Briefe vom Katzentisch

Wohin des Weges, tu felix Austria? Gähnende Leere oder warum dieser Wahlkampf irgendwie anders ist

Nächstes Wochenende wählt die Republik. „Schon wieder!“, mögen sowohl Politikinteressierte als auch Abstinenzler monieren. Und damit haben sie recht. Denn vor gerade einmal zwei Jahren war uns auch nach Wahlkampf. Begriffe wie Silberstein, Schmutzkübel und Glaskinn waren in aller Munde. Bereits im Sommer des Jahres 2017 waren Spitzenkandidaten Stammgäste bei jeder Festivität in nahezu allen Orten, an denen ein Maibaum steht. Die einen wirkten fast natugegeben wie der Messias und die anderen mussten unter als Margarita- und Tonno-Austräger agieren, um Volksnähe abseits vom Bundeskanzler- und Bahnmanageralltags zu symbolisieren. Das Kanzlerduell schaukelte sich hoch, wenngleich die Umfragen Recht behielten und der mittlerweile jüngste Alt-Kanzler aller Zeiten das bessere Ende für sich hatte. „Kurz“ gesagt: es war ein Spektakel.

Ein Blick ins Jahr 2019: wenig zur Schau gestellte Volksnähe, kein Feuerzeuge-Austeilen, kein Volksfest-Schunkeln: der Wahlkampf spielt sich ausschließlich in den TV-Studios dieser Republik ab. Mehrere Privatsender und der staatliche Rundfunk liefern sich ein Säbelrasseln rund um die politischen Aushängeschilder aller Couleurs. Spitzenkandidaten duellieren sich in verschiedenen Abfolgen, mal kurz, mal lang, einmal unvorbereitet als „Blind Date“, meistens aber bestens auf ihr Gegenüber eingestellt. Nach mehr oder minder symbolischen Buchgeschenken oder sogar schon nach der letzten ausgesprochenen Silbe wird jedes gesprochene Wort auf die Waagschale gelegt und knallhart zerlegt. Irgendwie bleibt der Eindruck, Peter Filzmaier, Wolfgang Bachmeyer und Co. sind die eigentlichen Stars des Wettredens. Und wenn einmal gerade nicht Prime Time ist, sitzen die Wahlwerber in der Pressestunde oder mit Redakteuren der Kleinen Zeitung im Zug. Dieser fährt seltsamerweise immer von Wien nach Linz oder retour. Logisch, denn weiter weg dürfen die Politgranden ja nicht fahren, müssen sie doch am Abend wieder im Scheinwerferlicht eines Wiener TV-Studios sein. Kein Schunkeln, kein Biertrinken, keine Wahlkampfsongs. Vielleicht fehlt allen politischen Akteuren (und nicht nur den Grünen) aufgrund der Dichte an Wahlkämpfen in den letzten Jahren aber auch schlichtweg an Kapital für ausufernde Wähler-Keilereien.

+++

# Aufgaben
- 1) Prüfe, ob die folgenden Aussagen mit dem Text über den Wahlkampf übereinstimmen, und belege jede Antwort mit einem wörtlichen Zitat: (a) Der letzte Wahlkampf liegt gerade einmal zwei Jahre zurück. (b) Der Zug mit den Redakteuren der Kleinen Zeitung fährt immer von Wien nach Graz. (c) Im Jahr 2019 spielt sich der Wahlkampf ausschließlich in TV-Studios ab.
- 2) Welche drei Begriffe waren laut dem Text über den Wahlkampf vor zwei Jahren in aller Munde?
- 3) Führe den Text über den Wahlkampf nach seinem letzten Satz weiter.

+++

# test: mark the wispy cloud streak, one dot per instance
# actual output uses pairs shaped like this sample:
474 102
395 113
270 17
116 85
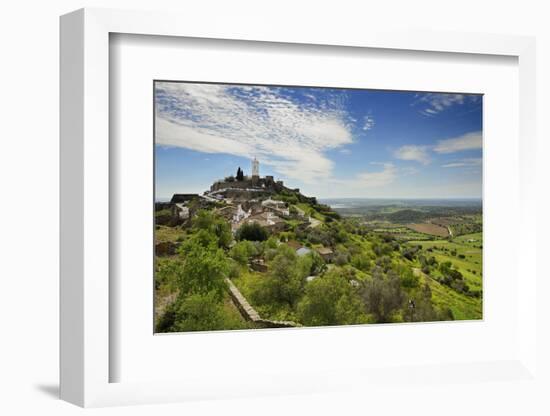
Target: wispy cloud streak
289 134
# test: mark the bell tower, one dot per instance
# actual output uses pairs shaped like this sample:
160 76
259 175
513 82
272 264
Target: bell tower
255 167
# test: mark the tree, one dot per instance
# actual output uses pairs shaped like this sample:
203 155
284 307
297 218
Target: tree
203 272
383 296
252 232
243 251
289 279
330 300
214 224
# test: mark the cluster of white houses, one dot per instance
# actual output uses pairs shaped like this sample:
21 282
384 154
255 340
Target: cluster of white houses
247 199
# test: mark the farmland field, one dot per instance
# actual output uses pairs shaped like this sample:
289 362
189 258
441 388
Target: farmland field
432 229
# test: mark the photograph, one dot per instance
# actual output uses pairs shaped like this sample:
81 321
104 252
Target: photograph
302 206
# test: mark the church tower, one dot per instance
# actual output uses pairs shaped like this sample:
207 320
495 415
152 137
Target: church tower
255 167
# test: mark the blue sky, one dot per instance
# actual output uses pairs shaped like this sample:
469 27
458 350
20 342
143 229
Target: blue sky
330 143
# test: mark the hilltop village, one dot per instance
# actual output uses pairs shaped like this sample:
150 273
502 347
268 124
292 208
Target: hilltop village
242 199
251 253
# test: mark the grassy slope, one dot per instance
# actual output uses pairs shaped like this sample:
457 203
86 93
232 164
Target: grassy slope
463 307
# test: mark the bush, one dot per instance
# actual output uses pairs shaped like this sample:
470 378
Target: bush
243 251
252 232
330 300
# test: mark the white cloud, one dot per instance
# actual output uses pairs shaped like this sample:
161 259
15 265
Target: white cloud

+++

# Erwartete Lösungen
- 1)
(a) Ja: „Denn vor gerade einmal zwei Jahren war uns auch nach Wahlkampf.“
(b) Nein: „Dieser fährt seltsamerweise immer von Wien nach Linz oder retour.“
(c) Ja: „der Wahlkampf spielt sich ausschließlich in den TV-Studios dieser Republik ab.“

- 2) Silberstein, Schmutzkübel und Glaskinn.

- 3)
Etwas, das den Sozialdemokraten ja angeblich schon seit Jahren fehlt, ist nun auch im Wahlkampf an sich nicht eindeutig identifizierbar: die Erzählung. Kein Thema sticht heraus, die Flüchtlingsproblematik scheint nicht akut, die Wirtschaft brummt (noch) und unsere Medienlandschaft ist scheinbar so attraktiv, dass sie sogar bei osteuropäischen Oligarchentöchtern ein attraktives Asset im Portfolio sein könnte. Der Klimawandel, so bedeutend er ist, wird zwar von allen angesprochen, reicht aber alleine nicht zur Gewinnung von Wählerstimmen. Dazu ist seine Lösung (sofern es diese überhaupt gibt) viel zu komplex. Da greift man lieber in die Trickkiste und thematisiert Urlaubsaufenthalte in Nobel-Etablissements an der Cote d’Azur, denn darüber lässt es sich herrlich lamentieren. Der Hintergrund wird oft ausgeblendet, es reicht den Mitbewerber „anzupatzen“. In diesem Fall traf es Pamela Rendi-Wagner, die Jeanne d’Arc der Sozialdemokratie. Denken fällt oft schwer. Dies verwundert aber auch nicht in einem Land, dessen Regierung aus Experten sich, mit Ausnahme eines motivierten Verteidigungsministers, außerordentlich bedeckt hält. „Wenigstens streiten sie nicht!“ ist bei uns schon ein Qualitätsnachweis. Gleichgültigkeit als Maxime des Österreichertums – eh klor!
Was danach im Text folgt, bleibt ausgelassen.